Start of Text segment

# Squiggles today



## Scruggspc (Mar 20, 2013)

Well boys I raised my first blue today about a 200 pounder. He slashed twice and was gone. I didn't care however I was just glad he came to take a look. However for the report, the water was electric blue and 79 degrees scattered grass and a couple small mats. Had action all day long trolling ended the day with 7 dolphin from 10-25pounds. We had a 50+ pound bull on but something came by and bit through the 300# leader where the skirt had slid up about half way after a 20 minute fight.( piss me off) He hit a standard moldcrft chugger pink/white on the short right rigger. The funny part is we were working a rip and you could see him crushing right under the water the all the sudden he took off like a rocket ship towards the spread. So we got watch him absolutely blow it up. Great trip considering we got to run 35 knots out and 40 in.


----------



## Scruggspc (Mar 20, 2013)

Fish


----------



## Fish Eye (Apr 4, 2013)

sounds like a good day to me.


----------



## k-p (Oct 7, 2009)

Thanks for the report and its good to hear that it's finally starting to turn on and calm down. Congrats on the raise and the dolphin! By the way, that looks like a really nice boat. Wish they would make one of those without the front seats.


----------



## sniperpeeps (Mar 5, 2011)

Awesome man I have been looking forward to this report. Nice work!


----------



## MSViking (Oct 11, 2007)

Very cool, it's looking more and more like a canyon summer than a rig summer, sure would save a lot in fuel if it turns out that way. Great catch, thanks for the details

Robert


----------



## Scruggspc (Mar 20, 2013)

k-p said:


> Thanks for the report and its good to hear that it's finally starting to turn on and calm down. Congrats on the raise and the dolphin! By the way, that looks like a really nice boat. Wish they would make one of those without the front seats.


Yea it would be a popular boat without the seats. However I like them a lot and you still have plenty of room to walk by someone upfront. And it makes for a great step when getting on the bow platform to cast.

End of Text segment
Start of Dataset

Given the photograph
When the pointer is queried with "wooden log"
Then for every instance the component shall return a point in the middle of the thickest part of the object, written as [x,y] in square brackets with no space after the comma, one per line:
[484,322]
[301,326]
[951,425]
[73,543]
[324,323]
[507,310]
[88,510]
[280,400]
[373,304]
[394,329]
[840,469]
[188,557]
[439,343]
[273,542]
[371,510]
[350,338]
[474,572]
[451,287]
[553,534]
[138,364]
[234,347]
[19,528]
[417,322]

End of Dataset

**Problem A:** Turn the location identification entries into a two-column CSV with the headers "query" and "answer," one row per entry. Put each value in a single quoted field and replace any line breaks with spaces.
**Problem B:** Go on with the forum thread about the offshore fishing trip, starting after its final post.

**Reply A:**
query,answer
"Given the photograph When the pointer is queried with ""wooden log"" Then for every instance the component shall return a point in the middle of the thickest part of the object, written as [x,y] in square brackets with no space after the comma, one per line:","[484,322] [301,326] [951,425] [73,543] [324,323] [507,310] [88,510] [280,400] [373,304] [394,329] [840,469] [188,557] [439,343] [273,542] [371,510] [350,338] [474,572] [451,287] [553,534] [138,364] [234,347] [19,528] [417,322]"

**Reply B:**
----------



## k-p (Oct 7, 2009)

If it raises marlin, its got to be a great boat. Good info about the seats. I would like to try fishing on one sometime to see how they actually handle. Thanks again for your report and sorry to hear about losing that bull.


----------



## PELAGIC PIRATE (Oct 10, 2007)

The squiggles is a magic spot , that we used to fish every trip out of PC .

Gave it all up to move west , but we will miss fishing there for sure .

Caught our largest sword there and raised my biggest blue there too , along with lots of wahoo and dolphin :thumbsup:


Good Job Guys !


----------



## MissKristy (Dec 1, 2007)

Nice trip hope the water stays good for tournament in two weeks


----------



## Chris V (Oct 18, 2007)

Great report! You'll get him next time.

It was beautiful out there the last two days along with some good fishing


----------



## cliff k (Oct 1, 2007)

nice job! may have to venture out there this weekend


----------



## bigtallluke (Jul 14, 2012)

Nice job Harris, sounds like you guys had another fantastic day on the water! Awesome to hear that you raised a blue!! Next time you will hook him... And hopefully I'm on board when you do lol!! Nice report and great looking Mahi! A big Mahi is on my list this season


----------



## Scruggspc (Mar 20, 2013)

Thanks guys it was a great day that's for sure.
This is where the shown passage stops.